What the task requires:
The required output is a word-for-word restatement of the material below, from the line with "Need: indicate the aurora" through its last line, inclusive.

Dataset records:

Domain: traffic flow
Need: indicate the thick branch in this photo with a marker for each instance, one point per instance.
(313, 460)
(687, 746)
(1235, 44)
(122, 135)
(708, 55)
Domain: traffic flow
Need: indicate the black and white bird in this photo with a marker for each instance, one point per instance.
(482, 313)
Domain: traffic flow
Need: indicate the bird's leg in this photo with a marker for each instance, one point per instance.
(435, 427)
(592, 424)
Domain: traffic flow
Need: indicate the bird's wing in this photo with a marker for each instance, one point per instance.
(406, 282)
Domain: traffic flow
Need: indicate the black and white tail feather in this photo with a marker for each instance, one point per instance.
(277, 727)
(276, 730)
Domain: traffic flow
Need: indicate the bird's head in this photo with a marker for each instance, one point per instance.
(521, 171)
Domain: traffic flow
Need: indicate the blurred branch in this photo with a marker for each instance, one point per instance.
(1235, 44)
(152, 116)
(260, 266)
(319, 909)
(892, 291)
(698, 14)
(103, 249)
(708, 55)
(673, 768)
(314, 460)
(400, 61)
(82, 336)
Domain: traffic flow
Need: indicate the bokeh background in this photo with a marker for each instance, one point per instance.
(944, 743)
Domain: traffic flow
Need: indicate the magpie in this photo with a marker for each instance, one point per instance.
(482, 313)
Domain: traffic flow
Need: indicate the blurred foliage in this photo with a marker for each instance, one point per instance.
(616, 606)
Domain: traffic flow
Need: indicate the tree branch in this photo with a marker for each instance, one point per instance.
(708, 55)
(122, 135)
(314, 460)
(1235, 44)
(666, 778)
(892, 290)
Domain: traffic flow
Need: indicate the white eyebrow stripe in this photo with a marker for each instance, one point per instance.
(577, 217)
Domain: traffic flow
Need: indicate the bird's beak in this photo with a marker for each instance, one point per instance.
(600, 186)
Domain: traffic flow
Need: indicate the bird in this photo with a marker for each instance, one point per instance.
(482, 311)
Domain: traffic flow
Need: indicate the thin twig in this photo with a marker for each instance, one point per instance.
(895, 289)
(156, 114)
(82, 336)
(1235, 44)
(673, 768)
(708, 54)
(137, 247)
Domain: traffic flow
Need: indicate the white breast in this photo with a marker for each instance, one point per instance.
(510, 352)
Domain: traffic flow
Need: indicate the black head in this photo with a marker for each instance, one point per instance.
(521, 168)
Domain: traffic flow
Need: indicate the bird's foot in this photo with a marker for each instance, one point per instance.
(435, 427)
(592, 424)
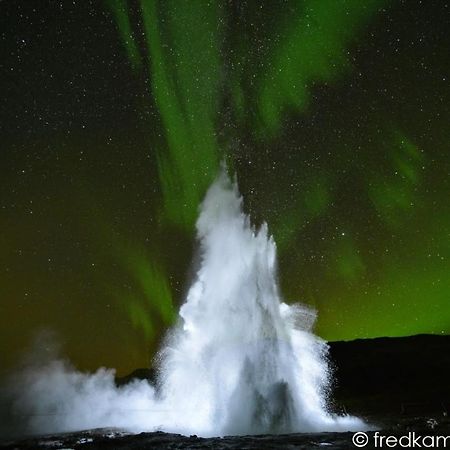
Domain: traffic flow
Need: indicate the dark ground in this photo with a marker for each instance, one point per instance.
(400, 385)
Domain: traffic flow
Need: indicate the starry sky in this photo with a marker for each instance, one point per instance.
(115, 116)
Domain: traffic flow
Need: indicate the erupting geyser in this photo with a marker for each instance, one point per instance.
(240, 360)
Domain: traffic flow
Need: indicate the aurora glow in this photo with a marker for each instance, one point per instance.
(333, 114)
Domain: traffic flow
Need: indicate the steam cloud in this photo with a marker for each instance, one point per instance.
(240, 360)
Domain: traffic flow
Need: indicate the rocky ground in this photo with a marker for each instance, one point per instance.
(401, 385)
(117, 440)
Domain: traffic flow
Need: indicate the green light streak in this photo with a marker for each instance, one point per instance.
(149, 303)
(184, 65)
(313, 50)
(119, 9)
(395, 195)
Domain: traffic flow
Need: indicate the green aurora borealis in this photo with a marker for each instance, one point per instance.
(117, 114)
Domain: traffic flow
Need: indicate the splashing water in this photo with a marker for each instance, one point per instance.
(240, 361)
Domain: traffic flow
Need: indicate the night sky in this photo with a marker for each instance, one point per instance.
(114, 119)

Output below:
Need: indicate the aurora glow in this photo with a marker for each instance, one point per instance.
(333, 114)
Domain: traffic flow
Need: indicate the steam cloud in this photo with a marker for each instance, one point per instance.
(240, 360)
Domain: traffic flow
Need: indicate the rocky ground in this photo with a marker for each instance, one point per instance.
(401, 385)
(117, 440)
Domain: traffic flow
Need: indicate the green light streak in this photo with a marker for each instance, one point per instance.
(149, 303)
(184, 65)
(313, 50)
(119, 9)
(395, 195)
Domain: traffic flow
Need: indicate the green aurora borealis in this photo with a marker for each instance, one point per instance.
(117, 114)
Domain: traffic flow
Need: indicate the splashing water in this photo with a marker for each instance, one point per instance.
(240, 361)
Domain: traffic flow
Need: indicate the night sky in this photo with a marker for each instance, one point per instance.
(114, 119)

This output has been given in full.